*What the task asks*
In the listing, swap "baseball cap" for "bucket hat" in the lines starting at the one containing "Tag every instance of the khaki" and ending at the one containing "x=525 y=119". Return only those lines, with everything else unchanged.

*Data supplied*
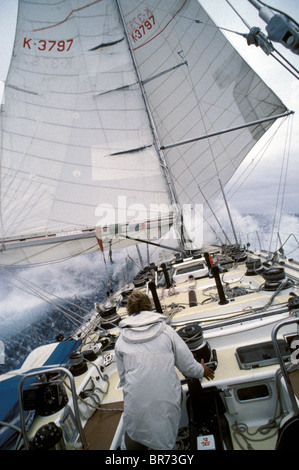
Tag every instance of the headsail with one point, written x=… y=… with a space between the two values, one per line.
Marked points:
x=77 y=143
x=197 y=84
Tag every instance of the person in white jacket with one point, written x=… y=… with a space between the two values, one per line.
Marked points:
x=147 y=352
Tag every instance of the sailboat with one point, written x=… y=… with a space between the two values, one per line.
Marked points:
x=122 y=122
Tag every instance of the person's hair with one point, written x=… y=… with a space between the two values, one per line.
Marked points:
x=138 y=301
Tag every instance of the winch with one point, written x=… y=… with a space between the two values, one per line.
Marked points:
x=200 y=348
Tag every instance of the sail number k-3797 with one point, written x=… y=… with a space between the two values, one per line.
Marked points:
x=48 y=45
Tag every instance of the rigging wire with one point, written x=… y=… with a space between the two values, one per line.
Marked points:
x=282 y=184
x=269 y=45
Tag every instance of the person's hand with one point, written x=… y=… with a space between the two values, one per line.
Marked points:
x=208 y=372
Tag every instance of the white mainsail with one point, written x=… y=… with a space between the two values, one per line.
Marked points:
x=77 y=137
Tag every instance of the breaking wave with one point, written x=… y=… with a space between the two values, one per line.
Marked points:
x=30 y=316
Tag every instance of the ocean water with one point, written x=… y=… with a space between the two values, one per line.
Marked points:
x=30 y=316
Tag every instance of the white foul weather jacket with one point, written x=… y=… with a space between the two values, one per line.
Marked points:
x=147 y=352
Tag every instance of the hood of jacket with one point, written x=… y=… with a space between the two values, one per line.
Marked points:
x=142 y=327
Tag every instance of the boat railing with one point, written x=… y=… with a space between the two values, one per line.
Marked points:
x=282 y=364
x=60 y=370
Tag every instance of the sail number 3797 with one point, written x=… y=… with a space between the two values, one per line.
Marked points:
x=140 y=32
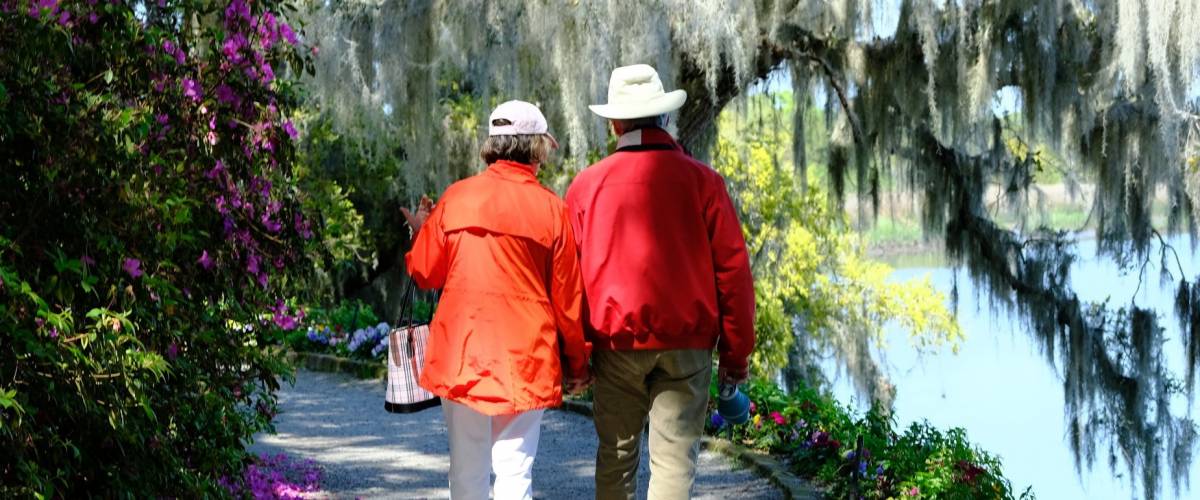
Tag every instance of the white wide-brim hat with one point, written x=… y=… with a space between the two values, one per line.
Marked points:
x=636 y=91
--
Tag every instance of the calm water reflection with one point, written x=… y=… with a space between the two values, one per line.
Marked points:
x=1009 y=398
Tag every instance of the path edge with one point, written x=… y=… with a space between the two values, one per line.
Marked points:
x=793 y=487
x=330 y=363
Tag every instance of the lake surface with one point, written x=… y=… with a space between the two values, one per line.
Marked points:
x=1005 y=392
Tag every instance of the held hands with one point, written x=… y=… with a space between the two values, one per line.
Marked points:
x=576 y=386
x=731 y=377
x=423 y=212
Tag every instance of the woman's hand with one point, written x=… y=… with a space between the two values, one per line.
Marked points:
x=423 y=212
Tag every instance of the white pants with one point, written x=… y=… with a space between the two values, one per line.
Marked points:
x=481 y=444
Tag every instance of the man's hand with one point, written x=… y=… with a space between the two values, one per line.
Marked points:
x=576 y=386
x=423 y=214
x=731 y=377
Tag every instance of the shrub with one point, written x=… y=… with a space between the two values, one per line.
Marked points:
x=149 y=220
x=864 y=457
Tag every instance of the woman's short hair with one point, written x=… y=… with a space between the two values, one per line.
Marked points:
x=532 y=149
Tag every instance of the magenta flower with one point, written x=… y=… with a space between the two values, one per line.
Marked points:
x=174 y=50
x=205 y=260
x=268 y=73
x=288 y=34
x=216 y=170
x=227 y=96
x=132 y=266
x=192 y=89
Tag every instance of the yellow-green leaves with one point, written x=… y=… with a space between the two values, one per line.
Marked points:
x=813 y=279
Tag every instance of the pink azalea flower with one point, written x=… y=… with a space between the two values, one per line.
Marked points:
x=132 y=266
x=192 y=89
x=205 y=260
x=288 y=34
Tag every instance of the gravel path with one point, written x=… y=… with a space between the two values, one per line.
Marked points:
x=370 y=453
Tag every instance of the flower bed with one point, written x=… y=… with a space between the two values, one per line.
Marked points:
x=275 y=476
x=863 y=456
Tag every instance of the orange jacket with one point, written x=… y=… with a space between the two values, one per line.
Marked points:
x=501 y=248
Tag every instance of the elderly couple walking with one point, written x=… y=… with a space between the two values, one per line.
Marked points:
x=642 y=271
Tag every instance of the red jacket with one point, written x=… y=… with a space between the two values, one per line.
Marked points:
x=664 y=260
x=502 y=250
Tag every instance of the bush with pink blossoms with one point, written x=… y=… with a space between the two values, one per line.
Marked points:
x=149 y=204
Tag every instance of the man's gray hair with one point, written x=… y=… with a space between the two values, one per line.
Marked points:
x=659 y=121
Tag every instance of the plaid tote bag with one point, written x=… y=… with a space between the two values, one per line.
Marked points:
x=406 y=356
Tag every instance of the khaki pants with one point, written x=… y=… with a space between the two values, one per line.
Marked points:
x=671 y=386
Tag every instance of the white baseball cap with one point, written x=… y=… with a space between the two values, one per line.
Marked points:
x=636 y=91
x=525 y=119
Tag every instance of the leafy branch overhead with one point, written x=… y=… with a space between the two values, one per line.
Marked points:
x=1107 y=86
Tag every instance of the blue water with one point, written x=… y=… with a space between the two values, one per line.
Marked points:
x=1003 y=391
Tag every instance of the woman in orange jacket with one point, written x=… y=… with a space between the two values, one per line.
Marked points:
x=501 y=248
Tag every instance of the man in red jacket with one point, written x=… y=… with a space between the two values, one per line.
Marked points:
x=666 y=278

*The answer*
Tag every instance of the khaki pants with one point, written x=… y=… with a space between the two values, one per line.
Marked points:
x=671 y=386
Tag every instance of the white bucket hat with one point, written x=… y=… with a space between the two values, one per line.
Marked points:
x=636 y=91
x=525 y=119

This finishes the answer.